* Directions for this task
Locate each line below that includes "stork" and reproduce it.
■ ■ ■ ■
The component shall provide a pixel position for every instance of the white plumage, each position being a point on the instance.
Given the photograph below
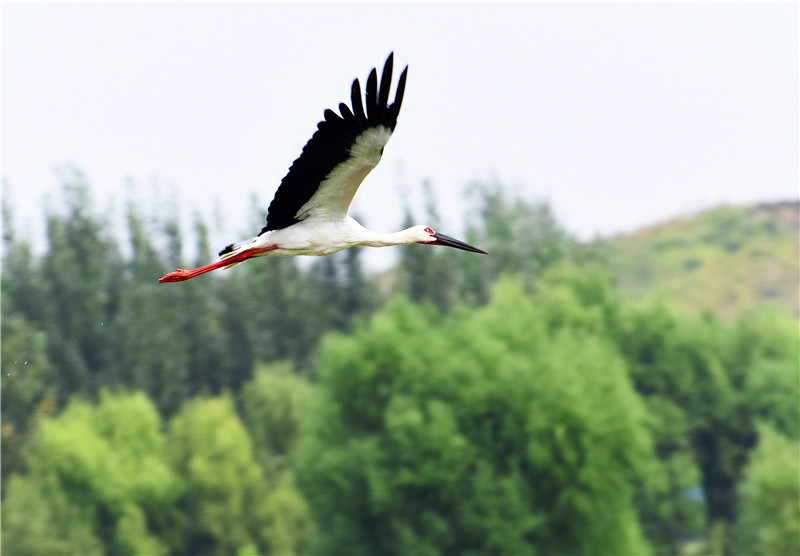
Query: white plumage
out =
(308, 215)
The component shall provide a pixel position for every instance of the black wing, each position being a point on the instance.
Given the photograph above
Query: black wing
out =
(340, 153)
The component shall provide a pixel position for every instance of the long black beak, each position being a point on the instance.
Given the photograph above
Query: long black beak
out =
(448, 241)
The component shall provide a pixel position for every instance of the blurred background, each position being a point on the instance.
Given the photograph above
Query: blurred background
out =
(619, 376)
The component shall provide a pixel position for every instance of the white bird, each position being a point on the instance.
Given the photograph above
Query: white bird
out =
(308, 215)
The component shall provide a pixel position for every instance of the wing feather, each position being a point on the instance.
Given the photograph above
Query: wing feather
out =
(342, 151)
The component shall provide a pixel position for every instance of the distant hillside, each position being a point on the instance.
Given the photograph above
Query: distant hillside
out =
(725, 259)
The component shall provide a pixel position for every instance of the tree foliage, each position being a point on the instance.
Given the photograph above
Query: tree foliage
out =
(521, 440)
(516, 403)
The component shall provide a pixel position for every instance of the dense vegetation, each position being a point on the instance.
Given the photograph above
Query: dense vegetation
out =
(511, 404)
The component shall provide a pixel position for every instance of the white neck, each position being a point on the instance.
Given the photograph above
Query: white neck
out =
(376, 239)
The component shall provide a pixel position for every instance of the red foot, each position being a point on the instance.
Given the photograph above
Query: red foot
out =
(182, 274)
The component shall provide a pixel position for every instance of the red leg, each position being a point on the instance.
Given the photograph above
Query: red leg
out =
(182, 274)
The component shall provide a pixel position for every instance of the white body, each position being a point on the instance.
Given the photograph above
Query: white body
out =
(319, 236)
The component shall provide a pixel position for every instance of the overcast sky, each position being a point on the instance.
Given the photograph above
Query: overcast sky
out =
(619, 115)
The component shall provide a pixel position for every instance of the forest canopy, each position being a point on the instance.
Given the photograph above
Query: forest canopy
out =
(521, 403)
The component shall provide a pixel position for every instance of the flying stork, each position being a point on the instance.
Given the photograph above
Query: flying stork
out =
(308, 215)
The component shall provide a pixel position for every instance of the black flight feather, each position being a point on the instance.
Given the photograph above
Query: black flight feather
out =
(330, 144)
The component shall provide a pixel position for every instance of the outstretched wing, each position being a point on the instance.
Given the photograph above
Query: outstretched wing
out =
(340, 154)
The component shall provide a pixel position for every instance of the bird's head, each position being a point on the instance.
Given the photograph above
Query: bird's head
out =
(426, 235)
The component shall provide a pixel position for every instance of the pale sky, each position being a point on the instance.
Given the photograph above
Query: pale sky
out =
(619, 115)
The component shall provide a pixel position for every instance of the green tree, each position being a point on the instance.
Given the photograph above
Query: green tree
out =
(769, 522)
(228, 504)
(480, 432)
(97, 483)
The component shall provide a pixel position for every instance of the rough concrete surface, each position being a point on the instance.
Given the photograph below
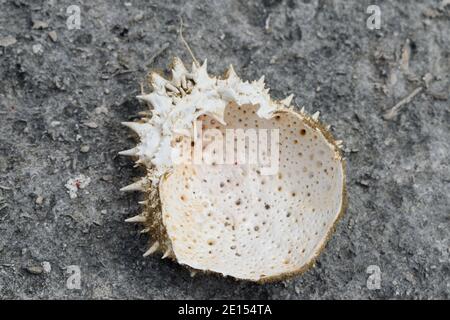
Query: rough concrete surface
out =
(63, 94)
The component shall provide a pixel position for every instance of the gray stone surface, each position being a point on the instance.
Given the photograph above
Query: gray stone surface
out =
(63, 96)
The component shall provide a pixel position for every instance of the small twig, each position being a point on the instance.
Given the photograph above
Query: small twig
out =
(392, 113)
(185, 43)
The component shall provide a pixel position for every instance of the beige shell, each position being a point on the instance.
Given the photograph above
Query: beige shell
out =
(235, 218)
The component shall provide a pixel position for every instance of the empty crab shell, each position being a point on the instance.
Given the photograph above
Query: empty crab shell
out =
(237, 218)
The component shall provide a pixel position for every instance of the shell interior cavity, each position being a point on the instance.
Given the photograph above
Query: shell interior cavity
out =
(237, 183)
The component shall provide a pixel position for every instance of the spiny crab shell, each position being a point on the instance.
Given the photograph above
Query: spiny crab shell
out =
(230, 218)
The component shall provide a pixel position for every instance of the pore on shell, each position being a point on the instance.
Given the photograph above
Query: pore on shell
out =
(230, 218)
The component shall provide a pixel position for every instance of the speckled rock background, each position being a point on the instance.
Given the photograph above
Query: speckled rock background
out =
(63, 94)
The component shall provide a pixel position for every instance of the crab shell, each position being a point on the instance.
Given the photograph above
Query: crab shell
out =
(227, 218)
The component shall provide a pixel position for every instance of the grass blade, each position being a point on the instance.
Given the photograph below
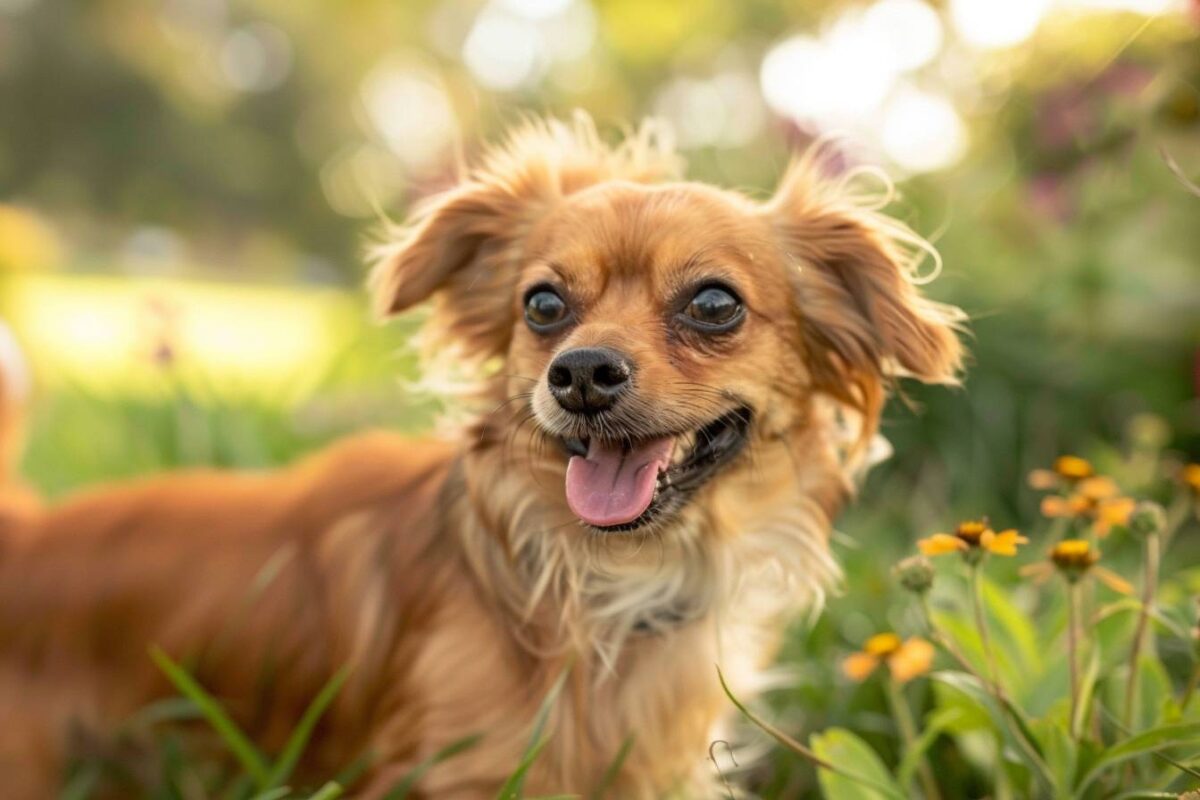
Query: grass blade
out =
(801, 750)
(238, 743)
(408, 782)
(613, 769)
(1162, 738)
(299, 739)
(515, 785)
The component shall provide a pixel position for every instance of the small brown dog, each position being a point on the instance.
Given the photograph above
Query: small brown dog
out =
(669, 372)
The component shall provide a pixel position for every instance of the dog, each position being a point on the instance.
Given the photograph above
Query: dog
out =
(675, 385)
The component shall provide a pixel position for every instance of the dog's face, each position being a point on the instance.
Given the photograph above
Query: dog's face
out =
(659, 332)
(659, 325)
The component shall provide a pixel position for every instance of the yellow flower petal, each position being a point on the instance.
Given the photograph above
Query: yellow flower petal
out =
(1073, 467)
(1113, 581)
(1192, 476)
(1043, 480)
(913, 659)
(882, 644)
(941, 545)
(1038, 572)
(859, 666)
(1005, 542)
(1097, 488)
(1056, 506)
(1114, 512)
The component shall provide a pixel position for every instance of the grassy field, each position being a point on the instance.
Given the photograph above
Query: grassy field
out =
(960, 455)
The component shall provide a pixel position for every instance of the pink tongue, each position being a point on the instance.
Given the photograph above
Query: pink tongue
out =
(611, 485)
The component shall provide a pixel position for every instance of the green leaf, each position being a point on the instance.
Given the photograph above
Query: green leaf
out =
(870, 780)
(238, 743)
(328, 792)
(1145, 743)
(299, 739)
(1060, 752)
(273, 794)
(936, 723)
(406, 785)
(1014, 636)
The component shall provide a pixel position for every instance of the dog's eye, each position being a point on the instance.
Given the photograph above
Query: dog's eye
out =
(545, 308)
(714, 308)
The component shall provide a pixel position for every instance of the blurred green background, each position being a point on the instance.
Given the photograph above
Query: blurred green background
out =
(186, 188)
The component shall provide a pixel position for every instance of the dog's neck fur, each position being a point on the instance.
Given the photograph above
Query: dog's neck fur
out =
(640, 620)
(721, 560)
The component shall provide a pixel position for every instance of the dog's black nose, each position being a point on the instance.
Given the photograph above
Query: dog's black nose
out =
(587, 380)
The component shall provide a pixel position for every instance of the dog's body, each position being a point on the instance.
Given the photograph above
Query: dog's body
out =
(453, 577)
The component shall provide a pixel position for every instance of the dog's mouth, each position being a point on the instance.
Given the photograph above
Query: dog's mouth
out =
(623, 485)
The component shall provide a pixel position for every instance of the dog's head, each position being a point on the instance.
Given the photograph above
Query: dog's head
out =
(659, 331)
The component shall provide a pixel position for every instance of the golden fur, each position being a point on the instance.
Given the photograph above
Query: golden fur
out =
(450, 575)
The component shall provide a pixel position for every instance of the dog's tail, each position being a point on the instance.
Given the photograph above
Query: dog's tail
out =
(15, 388)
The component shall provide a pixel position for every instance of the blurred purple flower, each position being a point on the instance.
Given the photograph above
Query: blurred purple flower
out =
(1049, 197)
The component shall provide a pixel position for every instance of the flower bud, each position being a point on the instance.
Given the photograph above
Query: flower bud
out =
(915, 573)
(1147, 518)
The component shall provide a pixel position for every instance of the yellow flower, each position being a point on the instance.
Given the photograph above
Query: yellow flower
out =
(1066, 469)
(972, 536)
(1095, 498)
(1192, 476)
(905, 660)
(1074, 559)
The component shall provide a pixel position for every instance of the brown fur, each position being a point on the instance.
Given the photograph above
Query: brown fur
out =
(450, 575)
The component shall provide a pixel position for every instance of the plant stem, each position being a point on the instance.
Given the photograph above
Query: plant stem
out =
(1189, 690)
(982, 626)
(1149, 589)
(1008, 710)
(903, 715)
(1073, 650)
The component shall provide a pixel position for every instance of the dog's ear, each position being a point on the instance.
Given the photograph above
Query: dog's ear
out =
(861, 310)
(463, 246)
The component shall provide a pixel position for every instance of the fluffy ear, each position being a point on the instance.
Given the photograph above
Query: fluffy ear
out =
(863, 316)
(463, 246)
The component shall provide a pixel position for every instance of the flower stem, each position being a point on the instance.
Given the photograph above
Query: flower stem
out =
(1149, 589)
(982, 626)
(1073, 651)
(1189, 690)
(1007, 709)
(903, 715)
■ ■ ■ ■
* Response area
The component shall provide a pixel position for every instance of the flying stork, each position being a point on the instance.
Query: flying stork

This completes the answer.